Lutz Gerhardt begrüßt zu den Tagen des offenen Weinguts seine Gäste im Haus Steinbach und führt sie durch seinen Weinkeller. © Matthias Schumann

Radebeul. Für Lutz Gerhardt ist es die größte Veranstaltung des Jahres - die Tage des offenen Weingutes. Am kommenden Wochenende ist es wieder so weit. Vom 27. bis 28. August dieses Jahres heißen rund 50 Winzer, Weingüter und Besenwirtschaften im sächsischen Weinanbaugebiet Gäste zur 23. Ausgabe willkommen. Seit mindestens zwei Jahrzehnten ist der Radebeuler Lutz Gerhardt mit seinem Weingut Haus Steinbach mit dabei. Er führt am Sonnabend und Sonntag seine Gäste durch den Weinkeller sowie den Weinberg, Kinder können Traktor fahren und Bands sorgen für Livemusik.

Wein wurde am Haus Steinbach bereits bis zur Reblauskatastrophe Ende des 19. Jahrhunderts angebaut. Danach wurden die Rebstöcke zwischen Bennostraße und Weinbergstraße durch Obstbäume ersetzt. Als 1970 Gerhardts Vater ins rund 300 Jahre alte Haus Steinbach einzog, besann er sich auf die Weinbautradition, rodete die Obstbäume und rebte die Fläche neu auf. Weinanbau war sein Hobby. Vor zehn Jahren änderte sein Sohn das. Dieser war bis dahin in der IT-Branche tätig. "Berufsbedingt habe ich zehn Jahre lang nur im Hotel gelebt", erinnert sich Gerhardt. 2012 wollte er das nicht mehr, kehrte nach Radebeul zurück und machte sich als Winzer selbstständig.

Ihre Aufgabe →
Beantworten Sie anhand des Auszugs über das Weingut Haus Steinbach diese Fragen:
1. Wie viele Winzer, Weingüter und Besenwirtschaften heißen zur 23. Ausgabe der Tage des offenen Weingutes Gäste willkommen?
2. Wodurch wurden die Rebstöcke zwischen Bennostraße und Weinbergstraße nach der Reblauskatastrophe ersetzt?
3. In welchem Jahr kehrte Lutz Gerhardt nach Radebeul zurück und machte sich als Winzer selbstständig?

Bereitgestellte Angaben →
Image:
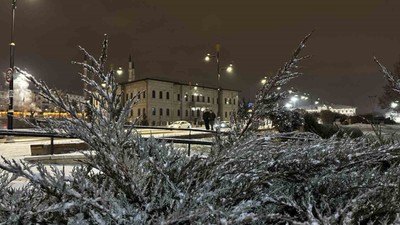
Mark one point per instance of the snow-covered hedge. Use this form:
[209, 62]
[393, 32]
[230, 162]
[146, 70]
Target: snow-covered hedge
[246, 179]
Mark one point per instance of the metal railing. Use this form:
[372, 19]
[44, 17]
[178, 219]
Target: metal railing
[187, 139]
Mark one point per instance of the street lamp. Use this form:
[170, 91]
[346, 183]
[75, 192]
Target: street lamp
[120, 71]
[228, 69]
[10, 71]
[393, 105]
[264, 81]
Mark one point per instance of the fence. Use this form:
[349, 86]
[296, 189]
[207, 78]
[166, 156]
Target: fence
[184, 139]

Antwort →
1. Rund 50.
2. Durch Obstbäume.
3. 2012.